>> begin

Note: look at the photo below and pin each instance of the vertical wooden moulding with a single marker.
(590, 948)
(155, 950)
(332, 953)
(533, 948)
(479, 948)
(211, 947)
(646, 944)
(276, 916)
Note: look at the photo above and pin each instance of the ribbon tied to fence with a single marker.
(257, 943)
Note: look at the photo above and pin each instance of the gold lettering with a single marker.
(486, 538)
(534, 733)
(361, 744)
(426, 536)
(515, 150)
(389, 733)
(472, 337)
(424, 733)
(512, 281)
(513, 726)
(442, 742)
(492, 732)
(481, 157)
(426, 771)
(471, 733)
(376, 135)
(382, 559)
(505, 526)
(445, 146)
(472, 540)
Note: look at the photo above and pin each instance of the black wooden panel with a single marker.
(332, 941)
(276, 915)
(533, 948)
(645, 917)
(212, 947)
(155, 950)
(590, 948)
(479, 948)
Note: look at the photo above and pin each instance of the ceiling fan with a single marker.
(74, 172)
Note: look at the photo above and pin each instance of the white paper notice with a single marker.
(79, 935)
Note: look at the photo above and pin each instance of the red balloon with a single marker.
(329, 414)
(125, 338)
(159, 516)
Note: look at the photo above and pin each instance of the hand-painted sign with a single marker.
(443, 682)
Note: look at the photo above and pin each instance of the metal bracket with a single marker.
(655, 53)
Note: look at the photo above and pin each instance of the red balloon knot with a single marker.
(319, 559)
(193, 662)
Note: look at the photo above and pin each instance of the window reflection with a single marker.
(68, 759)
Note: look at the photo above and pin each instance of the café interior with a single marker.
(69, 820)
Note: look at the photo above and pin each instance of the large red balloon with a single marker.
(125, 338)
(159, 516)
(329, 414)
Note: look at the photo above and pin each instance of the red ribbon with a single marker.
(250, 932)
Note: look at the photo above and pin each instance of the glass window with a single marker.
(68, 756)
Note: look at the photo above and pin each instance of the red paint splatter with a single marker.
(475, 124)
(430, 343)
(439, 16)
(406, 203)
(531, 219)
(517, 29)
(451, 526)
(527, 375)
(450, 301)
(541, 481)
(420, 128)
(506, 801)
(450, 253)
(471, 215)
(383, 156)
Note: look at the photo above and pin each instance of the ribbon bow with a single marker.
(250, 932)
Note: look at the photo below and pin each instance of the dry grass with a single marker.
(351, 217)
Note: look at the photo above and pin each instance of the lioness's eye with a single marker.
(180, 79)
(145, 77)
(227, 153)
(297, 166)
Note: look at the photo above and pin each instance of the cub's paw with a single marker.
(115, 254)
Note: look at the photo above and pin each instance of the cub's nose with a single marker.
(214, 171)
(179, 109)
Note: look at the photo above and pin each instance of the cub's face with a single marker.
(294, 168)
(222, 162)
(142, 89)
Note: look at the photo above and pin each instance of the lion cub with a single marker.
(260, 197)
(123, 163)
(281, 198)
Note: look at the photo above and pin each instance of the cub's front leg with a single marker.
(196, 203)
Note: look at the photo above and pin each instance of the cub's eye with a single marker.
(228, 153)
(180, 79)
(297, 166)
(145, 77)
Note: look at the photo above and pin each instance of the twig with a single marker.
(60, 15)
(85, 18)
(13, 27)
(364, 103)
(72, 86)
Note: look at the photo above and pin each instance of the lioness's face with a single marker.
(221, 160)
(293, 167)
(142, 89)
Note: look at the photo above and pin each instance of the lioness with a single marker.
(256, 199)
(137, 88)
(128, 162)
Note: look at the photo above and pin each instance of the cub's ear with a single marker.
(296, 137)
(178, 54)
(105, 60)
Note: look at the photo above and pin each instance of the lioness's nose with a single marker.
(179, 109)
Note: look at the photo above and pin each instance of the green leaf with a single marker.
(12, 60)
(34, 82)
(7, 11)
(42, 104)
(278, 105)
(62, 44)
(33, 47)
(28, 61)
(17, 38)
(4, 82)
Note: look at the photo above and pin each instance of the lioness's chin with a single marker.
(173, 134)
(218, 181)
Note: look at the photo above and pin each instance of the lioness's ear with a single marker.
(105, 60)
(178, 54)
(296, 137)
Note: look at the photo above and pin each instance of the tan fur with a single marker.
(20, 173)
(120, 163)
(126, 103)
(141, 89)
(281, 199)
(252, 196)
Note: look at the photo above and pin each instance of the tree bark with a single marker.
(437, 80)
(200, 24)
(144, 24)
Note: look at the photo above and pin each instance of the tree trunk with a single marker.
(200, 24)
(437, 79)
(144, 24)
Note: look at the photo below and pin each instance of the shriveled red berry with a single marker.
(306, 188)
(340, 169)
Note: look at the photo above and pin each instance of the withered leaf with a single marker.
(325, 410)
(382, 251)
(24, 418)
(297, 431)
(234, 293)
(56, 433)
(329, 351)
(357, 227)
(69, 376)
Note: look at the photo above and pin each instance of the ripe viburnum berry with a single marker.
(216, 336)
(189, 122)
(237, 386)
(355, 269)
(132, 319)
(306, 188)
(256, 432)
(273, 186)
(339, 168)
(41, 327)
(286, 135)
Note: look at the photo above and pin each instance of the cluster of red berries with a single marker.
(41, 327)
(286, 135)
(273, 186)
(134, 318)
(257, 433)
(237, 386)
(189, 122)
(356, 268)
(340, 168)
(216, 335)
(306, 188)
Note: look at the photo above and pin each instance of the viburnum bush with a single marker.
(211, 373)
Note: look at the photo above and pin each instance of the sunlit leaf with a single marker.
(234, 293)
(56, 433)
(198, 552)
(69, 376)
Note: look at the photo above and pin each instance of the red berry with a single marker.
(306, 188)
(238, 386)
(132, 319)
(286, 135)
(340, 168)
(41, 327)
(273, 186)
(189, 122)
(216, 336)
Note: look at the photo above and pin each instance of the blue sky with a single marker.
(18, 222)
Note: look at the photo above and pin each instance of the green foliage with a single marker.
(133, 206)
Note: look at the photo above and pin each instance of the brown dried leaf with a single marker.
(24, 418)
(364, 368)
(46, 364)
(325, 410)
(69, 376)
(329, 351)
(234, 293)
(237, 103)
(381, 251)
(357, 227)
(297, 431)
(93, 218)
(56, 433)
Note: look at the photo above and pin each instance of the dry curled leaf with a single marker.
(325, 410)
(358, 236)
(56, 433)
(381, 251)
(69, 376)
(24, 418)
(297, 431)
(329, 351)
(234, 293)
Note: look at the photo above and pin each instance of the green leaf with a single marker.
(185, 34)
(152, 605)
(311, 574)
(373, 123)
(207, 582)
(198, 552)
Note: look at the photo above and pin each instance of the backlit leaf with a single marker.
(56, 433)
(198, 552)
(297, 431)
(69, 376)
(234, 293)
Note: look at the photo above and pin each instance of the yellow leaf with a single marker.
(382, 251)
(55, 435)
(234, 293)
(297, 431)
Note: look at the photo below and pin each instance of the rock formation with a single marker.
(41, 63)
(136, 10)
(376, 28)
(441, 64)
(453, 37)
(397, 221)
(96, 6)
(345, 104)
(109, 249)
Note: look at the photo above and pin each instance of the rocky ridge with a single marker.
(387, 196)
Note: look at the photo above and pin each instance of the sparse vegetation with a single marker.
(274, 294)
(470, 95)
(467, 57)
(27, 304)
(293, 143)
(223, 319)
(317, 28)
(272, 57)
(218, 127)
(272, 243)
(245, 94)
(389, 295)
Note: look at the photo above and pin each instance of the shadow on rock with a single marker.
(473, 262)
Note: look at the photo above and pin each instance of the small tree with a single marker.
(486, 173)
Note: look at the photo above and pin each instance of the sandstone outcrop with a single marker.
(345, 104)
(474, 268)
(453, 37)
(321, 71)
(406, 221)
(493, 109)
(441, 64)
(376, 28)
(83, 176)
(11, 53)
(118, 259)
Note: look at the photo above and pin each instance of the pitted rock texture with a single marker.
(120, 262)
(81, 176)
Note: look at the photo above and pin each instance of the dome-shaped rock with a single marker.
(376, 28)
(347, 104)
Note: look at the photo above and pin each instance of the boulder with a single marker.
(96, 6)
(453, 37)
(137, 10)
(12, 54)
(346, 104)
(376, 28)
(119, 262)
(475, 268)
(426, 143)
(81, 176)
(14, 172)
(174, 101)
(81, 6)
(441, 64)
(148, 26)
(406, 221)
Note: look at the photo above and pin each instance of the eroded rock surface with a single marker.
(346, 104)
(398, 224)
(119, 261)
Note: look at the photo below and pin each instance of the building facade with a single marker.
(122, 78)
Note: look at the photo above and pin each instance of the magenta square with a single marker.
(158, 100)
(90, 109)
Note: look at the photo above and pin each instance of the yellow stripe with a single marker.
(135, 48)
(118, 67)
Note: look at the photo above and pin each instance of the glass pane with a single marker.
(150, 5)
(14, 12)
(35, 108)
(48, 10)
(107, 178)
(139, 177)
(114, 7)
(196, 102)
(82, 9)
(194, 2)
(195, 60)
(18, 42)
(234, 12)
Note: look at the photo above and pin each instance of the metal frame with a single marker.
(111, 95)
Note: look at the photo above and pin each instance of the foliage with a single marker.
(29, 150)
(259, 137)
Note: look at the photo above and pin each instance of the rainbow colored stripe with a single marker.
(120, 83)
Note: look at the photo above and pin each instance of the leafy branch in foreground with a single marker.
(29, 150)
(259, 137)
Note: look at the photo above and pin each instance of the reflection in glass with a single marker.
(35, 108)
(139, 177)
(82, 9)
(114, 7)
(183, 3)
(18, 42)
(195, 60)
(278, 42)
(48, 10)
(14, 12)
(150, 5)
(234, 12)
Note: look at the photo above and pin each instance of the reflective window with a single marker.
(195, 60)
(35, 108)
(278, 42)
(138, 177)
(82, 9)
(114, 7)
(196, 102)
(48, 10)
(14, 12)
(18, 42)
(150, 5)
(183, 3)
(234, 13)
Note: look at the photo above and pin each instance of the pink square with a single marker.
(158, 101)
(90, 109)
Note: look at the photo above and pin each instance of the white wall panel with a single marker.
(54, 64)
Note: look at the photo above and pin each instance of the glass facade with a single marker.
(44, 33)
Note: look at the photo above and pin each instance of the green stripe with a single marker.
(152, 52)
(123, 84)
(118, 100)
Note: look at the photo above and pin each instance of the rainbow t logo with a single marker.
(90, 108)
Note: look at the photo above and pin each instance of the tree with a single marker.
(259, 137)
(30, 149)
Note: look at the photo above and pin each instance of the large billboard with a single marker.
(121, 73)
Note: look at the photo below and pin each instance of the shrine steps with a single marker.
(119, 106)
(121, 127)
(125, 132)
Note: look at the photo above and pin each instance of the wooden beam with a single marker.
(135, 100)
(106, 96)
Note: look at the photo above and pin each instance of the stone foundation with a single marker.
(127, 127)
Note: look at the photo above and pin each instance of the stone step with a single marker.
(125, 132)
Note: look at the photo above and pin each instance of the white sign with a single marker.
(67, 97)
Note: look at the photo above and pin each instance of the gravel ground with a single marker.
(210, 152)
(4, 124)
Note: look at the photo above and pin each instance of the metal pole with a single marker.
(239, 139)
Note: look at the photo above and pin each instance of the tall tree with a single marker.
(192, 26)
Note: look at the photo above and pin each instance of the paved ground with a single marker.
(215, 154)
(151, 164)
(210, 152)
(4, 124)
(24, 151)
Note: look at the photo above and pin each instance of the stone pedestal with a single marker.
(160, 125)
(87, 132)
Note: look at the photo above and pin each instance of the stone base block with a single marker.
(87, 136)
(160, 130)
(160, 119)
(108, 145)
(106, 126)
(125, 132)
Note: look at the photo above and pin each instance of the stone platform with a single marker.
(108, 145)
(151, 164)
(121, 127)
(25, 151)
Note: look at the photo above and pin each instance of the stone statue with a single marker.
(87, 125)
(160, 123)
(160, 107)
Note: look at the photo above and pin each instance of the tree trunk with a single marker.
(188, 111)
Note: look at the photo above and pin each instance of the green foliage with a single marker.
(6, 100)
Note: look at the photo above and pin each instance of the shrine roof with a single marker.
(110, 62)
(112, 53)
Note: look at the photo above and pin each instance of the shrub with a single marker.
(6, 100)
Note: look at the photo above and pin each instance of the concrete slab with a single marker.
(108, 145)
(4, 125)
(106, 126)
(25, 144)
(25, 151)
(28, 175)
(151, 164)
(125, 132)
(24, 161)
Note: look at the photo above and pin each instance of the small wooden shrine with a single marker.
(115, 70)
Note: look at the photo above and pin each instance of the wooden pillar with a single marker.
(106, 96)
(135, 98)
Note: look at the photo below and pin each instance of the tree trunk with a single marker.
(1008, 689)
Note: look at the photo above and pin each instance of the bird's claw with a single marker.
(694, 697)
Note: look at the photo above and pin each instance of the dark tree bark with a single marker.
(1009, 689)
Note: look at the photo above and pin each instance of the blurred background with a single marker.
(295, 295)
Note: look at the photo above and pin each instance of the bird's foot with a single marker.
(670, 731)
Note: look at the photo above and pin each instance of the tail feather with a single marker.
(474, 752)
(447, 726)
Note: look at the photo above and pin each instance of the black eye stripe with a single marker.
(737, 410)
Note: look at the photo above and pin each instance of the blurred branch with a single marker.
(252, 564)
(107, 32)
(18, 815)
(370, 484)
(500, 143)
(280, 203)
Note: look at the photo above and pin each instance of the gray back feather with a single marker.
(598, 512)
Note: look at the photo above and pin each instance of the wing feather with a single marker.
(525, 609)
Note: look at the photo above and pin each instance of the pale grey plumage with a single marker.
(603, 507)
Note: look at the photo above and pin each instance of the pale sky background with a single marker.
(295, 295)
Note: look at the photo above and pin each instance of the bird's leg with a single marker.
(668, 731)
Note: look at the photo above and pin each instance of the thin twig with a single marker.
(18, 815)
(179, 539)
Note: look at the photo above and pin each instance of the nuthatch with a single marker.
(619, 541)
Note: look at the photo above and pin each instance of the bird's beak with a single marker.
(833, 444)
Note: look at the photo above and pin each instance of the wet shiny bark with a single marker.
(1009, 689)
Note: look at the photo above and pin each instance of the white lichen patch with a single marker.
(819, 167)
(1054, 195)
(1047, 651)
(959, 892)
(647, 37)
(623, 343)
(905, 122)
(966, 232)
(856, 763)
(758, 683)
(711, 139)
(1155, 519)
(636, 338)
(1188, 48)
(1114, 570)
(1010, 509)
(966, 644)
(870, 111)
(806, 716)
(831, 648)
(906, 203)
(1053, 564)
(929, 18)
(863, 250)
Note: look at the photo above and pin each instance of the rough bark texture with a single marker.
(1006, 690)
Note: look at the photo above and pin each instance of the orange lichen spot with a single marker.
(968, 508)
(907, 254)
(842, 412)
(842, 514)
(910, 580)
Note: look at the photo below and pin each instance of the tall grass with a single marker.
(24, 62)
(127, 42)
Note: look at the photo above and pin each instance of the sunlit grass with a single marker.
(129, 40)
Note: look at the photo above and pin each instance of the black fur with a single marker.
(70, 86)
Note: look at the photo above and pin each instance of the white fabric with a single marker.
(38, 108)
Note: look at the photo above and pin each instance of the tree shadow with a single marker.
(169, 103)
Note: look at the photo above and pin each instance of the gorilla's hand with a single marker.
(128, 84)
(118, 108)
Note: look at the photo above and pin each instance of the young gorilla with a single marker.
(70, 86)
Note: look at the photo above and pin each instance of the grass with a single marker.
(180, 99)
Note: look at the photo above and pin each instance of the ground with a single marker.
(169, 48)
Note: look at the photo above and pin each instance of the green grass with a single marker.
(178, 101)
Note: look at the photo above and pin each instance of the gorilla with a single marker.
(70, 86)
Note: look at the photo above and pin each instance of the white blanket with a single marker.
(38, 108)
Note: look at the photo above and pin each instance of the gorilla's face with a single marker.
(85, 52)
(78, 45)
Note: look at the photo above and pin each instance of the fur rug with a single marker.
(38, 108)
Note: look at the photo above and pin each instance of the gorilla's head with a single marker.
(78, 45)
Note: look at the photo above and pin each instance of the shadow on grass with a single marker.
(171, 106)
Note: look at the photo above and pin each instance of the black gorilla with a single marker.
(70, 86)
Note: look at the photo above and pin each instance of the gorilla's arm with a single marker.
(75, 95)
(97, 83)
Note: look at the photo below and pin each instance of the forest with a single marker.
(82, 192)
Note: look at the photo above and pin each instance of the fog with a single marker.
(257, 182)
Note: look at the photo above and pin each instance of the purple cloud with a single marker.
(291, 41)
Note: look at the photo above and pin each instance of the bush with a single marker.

>> end

• **EXERCISE DETAILS**:
Quote only the lines from the line containing "head with a single marker." through the end of the entries, keeping the first and the last.

• **SOLVED PROBLEM**:
Note: look at the photo above and pin each instance of the gorilla's head with a single marker.
(78, 45)
Note: look at the photo above and pin each instance of the shadow on grass with a single marker.
(171, 106)
Note: look at the photo above and pin each instance of the black gorilla with a single marker.
(70, 86)
Note: look at the photo above and pin each instance of the gorilla's arm with a single marker.
(75, 95)
(97, 83)
Note: look at the photo below and pin each instance of the forest with a single marker.
(82, 192)
Note: look at the photo above and pin each instance of the fog with a single marker.
(257, 182)
Note: look at the photo above and pin each instance of the purple cloud with a single marker.
(291, 41)
Note: look at the photo above and pin each instance of the bush with a single marker.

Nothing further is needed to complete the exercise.